Now, we must pause here, because what happens next is what *TRULY* matters. Even though we all make mistakes, and often those mistakes are unintentionally hurtful, we rarely take steps to accept responsibility and reverse harm.

First, keep in mind: It is not the role of people (C-M) to educate the rest of the alphabet. Additionally, the pain and suffering of people (C-M) is not a “learning experience” for the rest of the alphabet either. Furthermore, people (C-M) are under no obligation to share their experiences with the rest of the alphabet, ever.

That said, I hypothesize that this is the best way to make your mistakes count for good, accept responsibility, and reverse harm:

  •  Person (A) must redirect people (N-S)’s concern and support away from her/himself. Person (A) should ask their supporters to stop worrying about person (A) and instead reach out to people (C-M) to let them know they are heard and supported (obviously, not the haters. Just ignore the haters, nothing you can do there). I am told this is called being a good ally.
  •  Person (A) should FOR REAL apologize. Publicly. Something like, “To all of those I’ve hurt, I am sincerely sorry. I see and understand my error. I was in the wrong.”
  •  Person (A) should acknowledge that he/she was not he one harmed and amplify those heartfelt, emotional voices of dissent and/or the educational voices of reason (e.g. retweet a few maybe?)
  •  Person (A) should call out people (T-Z) and tell them to stop being trolls.

In conclusion: Since person (A) made the mistake, she/he has to be the one to right the wrong (as much as is possible). But if you’re in group (N-S), you’re not off the hook, either. I understand the instinct to support a friend. I do. I HAVE THAT INSTINCT!!! But when a friend makes a mistake that is harmful to a group of people, expressing concern (publicly) for that friend shows the world you care more about person (A)’s discomfort than you do for people (C-M)’s pain.

That’s not cool. I’ve made this mistake, and was hugely grateful when person (B) pointed it out to me. (Person B is the voice of reason.)

Also, if you’re a hater in group (C-M), don’t be surprised when no one cares what you have to say. If all you do is hate and express outrage, most non-hater folks probably have you muted on social media. Personally, I think I must have over 500 haters muted on Twitter alone. This means the burden is higher on other people in the (C-M) group, which is just a damn shame. They’ve already been through enough. :-\

Last thing, if you’re in group (T-Z) WHAT THE HELL IS WRONG WITH YOU???? Don’t do this. Ever. And go seek help. Now.

Sorry if this is/was confusing, or made no sense to you. It’s just something I’ve been thinking about a lot recently and felt needed to be said. If any person (B) wishes to point out how I’m being out-of-touch, ignorant, or harmful with this post, I am seriously all ears and stand ready to apologize.

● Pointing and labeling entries
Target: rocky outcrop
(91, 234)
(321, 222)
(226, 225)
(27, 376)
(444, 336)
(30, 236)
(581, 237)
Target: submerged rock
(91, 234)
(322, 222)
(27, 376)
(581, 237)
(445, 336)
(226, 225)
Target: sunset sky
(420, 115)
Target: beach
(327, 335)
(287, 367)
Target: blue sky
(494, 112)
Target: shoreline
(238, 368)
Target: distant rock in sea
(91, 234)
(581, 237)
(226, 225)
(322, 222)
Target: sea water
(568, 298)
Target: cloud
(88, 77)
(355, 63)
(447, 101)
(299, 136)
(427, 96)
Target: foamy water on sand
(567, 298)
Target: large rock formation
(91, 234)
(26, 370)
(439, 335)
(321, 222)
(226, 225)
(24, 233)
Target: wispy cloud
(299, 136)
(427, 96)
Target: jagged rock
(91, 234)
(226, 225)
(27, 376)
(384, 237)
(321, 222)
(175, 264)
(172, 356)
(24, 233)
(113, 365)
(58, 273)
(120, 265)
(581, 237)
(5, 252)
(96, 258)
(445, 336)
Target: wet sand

● Given instruction 1
Answer from the post about accepting responsibility.
(a) Roughly how many haters does the writer believe they have muted on Twitter?
(b) What should person (A) tell people (T-Z) to stop being?
(c) What does the writer call person (B)?
● Given instruction 2
Render this sentence from the post about accepting responsibility in Spanish: "I understand the instinct to support a friend."
Rely only on the post about accepting responsibility, not on the entries.

● Written answer 1
(a) Over 500.
(b) Trolls.
(c) The voice of reason.

● Written answer 2
Entiendo el instinto de apoyar a un amigo.